#### [Extracted text]
--- BEGIN ---

# leaving tap/city water out for 2days



## sicnarf (May 24, 2007)

I have a few plots growing out side and buy distilled water is out of my budget. Would it be SAFE to use tap/city water for my plants if i let it sit out for a few days? thanks, happy growing


----------



## azntigerdude (May 24, 2007)

yes. have the water sit for at least 24 hours in a clean place. this way the water will b room temperature and will be dechlorinated


----------



## marcnh (Apr 28, 2009)

yes, but 24 hours is ok.


----------



## Newbud (Apr 28, 2009)

Yup, open container, 24hrs = all good


----------



## WeedHopper (Apr 28, 2009)

sicnarf said:
			
		

> I have a few plots growing out side and buy distilled water is out of my budget. Would it be SAFE to use tap/city water for my plants if i let it sit out for a few days? thanks, happy growing


 
Do you live where it's hot and you run your AirConditioner? The condensation that comes from your Evaperator Core is pure distilled water. Mine runs outside thru a pipe and drips. I put a bucket under it and get all the water I need. You would be amased at the runoff from your AirConditioner. And its pure distilled water. Mine has A PH 0f 5.0 I get a couple gallons a day here in the south.


----------



## Lemmongrass (Apr 28, 2009)

distilled water is 100% useless with soil..... 100%.

buy a $3 2oz bottle of beta fish tape water conditioner. kills chlorine and chloromine.


----------



## WeedHopper (Apr 29, 2009)

lotek said:
			
		

> distilled water is 100% useless with soil..... 100%.
> 
> buy a $3 2oz bottle of beta fish tape water conditioner. kills chlorine and chloromine.


 
So the soil cant use thw Distilled water? The plant wont drink it. Never knew free clean distilled water was useless with any medium. Please explain, ,I am very curious,, cause I have some Plants in soil right now that look awsome useing distilled water as do my DWC plants. My last soil grows that I harvested was using Distilled water and they looked great.


----------



## pcduck (Apr 29, 2009)

lotek said:
			
		

> distilled water is 100% useless with soil..... 100%.
> 
> buy a $3 2oz bottle of beta fish tape water conditioner. kills chlorine and chloromine.



:confused2::confused2:

I have never heard of this, that distilled water is useless for soil growers.
If distilled water is useless there sure are a whole bunch of soil growers using the stuff for no reason. Why is that?


----------



## purplephazes (Apr 29, 2009)

lotek said:
			
		

> distilled water is 100% useless with soil..... 100%.
> 
> buy a $3 2oz bottle of beta fish tape water conditioner. kills chlorine and chloromine.


you make me laugh ! (even if you don't mean to ) its dechlorinated dude its the best stuff to use ! with a lower ph than tap water that sits outside for a day or two ! but an explanation would be a laugh as well....please explain !


----------



## ozzydiodude (Apr 29, 2009)

Man you mean I dont have to run the still any more to get clean water. Well since I an half way started think I brew a batch insted.:hubba:


----------



## wrathkill (Apr 29, 2009)

--- END ---

#### [Problems to work on]
A – In the forum thread on letting tap water sit, which posters quote a post attributed to lotek? List each one once.
B – In the forum thread on letting tap water sit, what pH does WeedHopper give for the water from his air conditioner?
C – Extract everything in the forum thread on letting tap water sit, from "So the soil" down to "pcduck (Apr 29, 2009)".

#### [Given records]
--- BEGIN ---

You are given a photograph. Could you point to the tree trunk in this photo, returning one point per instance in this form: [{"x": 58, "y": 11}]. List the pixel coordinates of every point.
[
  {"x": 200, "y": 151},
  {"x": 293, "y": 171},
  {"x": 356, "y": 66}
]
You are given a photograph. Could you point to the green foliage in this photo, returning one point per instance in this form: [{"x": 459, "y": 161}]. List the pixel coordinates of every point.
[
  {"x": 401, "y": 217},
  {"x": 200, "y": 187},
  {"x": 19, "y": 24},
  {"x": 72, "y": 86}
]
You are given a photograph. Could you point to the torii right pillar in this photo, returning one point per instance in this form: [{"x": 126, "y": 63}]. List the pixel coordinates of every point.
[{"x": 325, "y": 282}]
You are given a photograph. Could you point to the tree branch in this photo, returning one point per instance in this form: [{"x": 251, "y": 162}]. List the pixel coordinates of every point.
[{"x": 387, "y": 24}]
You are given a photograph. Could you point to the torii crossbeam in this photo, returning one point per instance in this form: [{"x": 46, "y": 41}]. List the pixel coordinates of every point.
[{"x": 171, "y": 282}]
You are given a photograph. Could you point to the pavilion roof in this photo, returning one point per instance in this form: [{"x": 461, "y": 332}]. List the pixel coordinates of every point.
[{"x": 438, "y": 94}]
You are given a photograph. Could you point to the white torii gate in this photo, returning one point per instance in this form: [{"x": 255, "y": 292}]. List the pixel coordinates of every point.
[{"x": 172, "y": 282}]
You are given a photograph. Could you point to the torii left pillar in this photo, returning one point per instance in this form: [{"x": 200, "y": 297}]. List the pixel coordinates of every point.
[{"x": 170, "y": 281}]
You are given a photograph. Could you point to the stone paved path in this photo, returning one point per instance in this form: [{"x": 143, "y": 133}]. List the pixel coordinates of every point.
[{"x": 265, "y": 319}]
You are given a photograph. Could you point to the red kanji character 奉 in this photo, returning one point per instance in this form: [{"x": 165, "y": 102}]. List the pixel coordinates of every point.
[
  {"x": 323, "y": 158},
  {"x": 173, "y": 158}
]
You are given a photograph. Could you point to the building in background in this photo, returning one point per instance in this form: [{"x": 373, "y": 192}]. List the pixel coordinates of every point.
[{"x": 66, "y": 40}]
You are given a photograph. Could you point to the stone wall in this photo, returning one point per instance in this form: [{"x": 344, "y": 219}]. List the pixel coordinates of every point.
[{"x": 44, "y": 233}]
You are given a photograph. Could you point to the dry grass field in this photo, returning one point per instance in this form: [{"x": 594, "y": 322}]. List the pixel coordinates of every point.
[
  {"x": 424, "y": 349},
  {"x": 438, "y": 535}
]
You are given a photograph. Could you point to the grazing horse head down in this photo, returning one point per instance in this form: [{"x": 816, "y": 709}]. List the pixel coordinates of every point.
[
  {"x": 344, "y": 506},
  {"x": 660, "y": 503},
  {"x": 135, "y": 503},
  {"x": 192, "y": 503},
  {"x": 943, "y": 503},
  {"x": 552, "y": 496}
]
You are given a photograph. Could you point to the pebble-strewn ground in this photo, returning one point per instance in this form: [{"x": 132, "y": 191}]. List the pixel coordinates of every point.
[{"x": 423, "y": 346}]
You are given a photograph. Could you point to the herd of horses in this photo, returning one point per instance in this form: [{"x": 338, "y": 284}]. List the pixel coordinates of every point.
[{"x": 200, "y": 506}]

--- END ---

#### [Outputs]
A – WeedHopper, pcduck, purplephazes

B – 5.0

C –
So the soil cant use thw Distilled water? The plant wont drink it. Never knew free clean distilled water was useless with any medium. Please explain, ,I am very curious,, cause I have some Plants in soil right now that look awsome useing distilled water as do my DWC plants. My last soil grows that I harvested was using Distilled water and they looked great.


----------



## pcduck (Apr 29, 2009)